**Task prompt**
Copy everything from the start of the listing down to and including the line containing "top-left (0, 0), bottom-right (866, 1300)", requests included, adding 21 to every coordinate in the answer boxes. Leave the numbers in the requests and their format samples unchanged.

**Records for this exercise**

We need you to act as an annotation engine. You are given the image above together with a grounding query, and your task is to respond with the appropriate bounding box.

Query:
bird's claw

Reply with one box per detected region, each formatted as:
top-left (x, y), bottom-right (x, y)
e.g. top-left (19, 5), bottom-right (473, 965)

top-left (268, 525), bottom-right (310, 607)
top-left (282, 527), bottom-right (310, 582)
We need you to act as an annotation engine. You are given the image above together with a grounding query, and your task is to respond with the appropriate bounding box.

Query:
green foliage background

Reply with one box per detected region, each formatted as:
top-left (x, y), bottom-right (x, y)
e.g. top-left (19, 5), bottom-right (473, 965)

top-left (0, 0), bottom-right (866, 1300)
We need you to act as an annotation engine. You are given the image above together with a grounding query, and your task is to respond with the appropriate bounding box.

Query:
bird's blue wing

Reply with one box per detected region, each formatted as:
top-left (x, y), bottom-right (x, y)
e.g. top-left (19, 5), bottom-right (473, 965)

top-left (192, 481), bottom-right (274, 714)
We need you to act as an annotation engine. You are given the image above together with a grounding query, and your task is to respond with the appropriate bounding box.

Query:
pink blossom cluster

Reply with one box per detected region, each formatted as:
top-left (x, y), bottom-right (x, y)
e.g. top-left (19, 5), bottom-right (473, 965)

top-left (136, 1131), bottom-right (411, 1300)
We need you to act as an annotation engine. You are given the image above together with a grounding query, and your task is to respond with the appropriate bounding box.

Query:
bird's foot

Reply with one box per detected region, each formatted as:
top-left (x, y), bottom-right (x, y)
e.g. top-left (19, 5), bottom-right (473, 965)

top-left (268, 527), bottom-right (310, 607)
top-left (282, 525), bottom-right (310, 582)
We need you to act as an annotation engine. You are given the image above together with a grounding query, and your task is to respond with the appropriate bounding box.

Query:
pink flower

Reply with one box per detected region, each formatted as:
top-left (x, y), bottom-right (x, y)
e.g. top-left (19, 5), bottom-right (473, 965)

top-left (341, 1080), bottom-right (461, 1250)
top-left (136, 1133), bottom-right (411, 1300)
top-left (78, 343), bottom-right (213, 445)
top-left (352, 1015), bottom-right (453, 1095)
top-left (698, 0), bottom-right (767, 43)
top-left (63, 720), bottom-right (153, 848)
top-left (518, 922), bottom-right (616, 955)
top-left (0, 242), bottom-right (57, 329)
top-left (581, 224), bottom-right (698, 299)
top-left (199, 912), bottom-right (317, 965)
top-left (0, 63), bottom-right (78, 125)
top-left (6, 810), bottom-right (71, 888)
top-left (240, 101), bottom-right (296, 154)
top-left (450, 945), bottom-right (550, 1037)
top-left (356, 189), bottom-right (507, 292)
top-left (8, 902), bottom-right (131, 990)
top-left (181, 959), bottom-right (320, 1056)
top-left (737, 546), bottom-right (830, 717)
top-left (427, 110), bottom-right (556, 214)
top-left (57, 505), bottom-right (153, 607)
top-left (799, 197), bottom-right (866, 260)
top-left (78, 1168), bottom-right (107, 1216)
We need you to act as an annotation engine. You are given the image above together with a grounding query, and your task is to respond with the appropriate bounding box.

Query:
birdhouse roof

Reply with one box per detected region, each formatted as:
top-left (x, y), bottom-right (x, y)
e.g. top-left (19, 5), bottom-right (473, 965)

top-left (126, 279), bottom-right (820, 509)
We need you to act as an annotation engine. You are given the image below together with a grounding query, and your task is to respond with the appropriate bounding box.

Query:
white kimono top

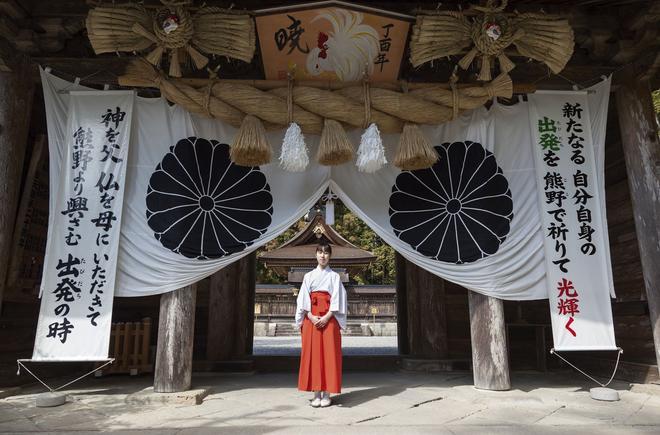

**Response**
We need you to act as an annotation engine. You are given the image above together with a grounding query, and your task is to respond with the appropriate bounding box.

Query:
bird's claw

Reply with one box per detected region, each formatted as:
top-left (x, y), bottom-right (x, y)
e.g. top-left (19, 5), bottom-right (473, 965)

top-left (289, 546), bottom-right (331, 628)
top-left (303, 548), bottom-right (331, 603)
We need you to act as an annotation engine. You are given the image above together with a grounding query, and your task is to respond with the appropriate bounding box.

Query:
green foliage background

Reply with one box per detected region, each formatted as:
top-left (x, y), bottom-right (x, y)
e.g. top-left (19, 5), bottom-right (473, 965)

top-left (21, 21), bottom-right (887, 1321)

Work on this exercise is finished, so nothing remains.